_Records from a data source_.

○ ○ ○

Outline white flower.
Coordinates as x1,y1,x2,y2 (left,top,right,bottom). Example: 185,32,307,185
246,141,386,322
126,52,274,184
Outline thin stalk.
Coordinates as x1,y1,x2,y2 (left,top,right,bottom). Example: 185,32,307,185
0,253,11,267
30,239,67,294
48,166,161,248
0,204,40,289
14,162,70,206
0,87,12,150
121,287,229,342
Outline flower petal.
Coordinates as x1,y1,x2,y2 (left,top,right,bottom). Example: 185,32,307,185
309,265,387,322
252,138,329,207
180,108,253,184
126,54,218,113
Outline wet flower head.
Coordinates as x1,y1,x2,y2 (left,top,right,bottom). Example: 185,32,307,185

○ ○ ○

_What the task asks_.
Copy the entries above word for word, starting with the line containing "Outline thin stalk." and continuing through the line containing "121,287,229,342".

_Full answer_.
Outline thin stalk.
Coordinates as x1,y1,x2,y2 (left,top,right,bottom). Example: 185,32,307,185
0,253,11,267
30,239,67,294
48,166,161,248
0,204,40,289
14,162,70,206
0,87,12,150
121,287,229,342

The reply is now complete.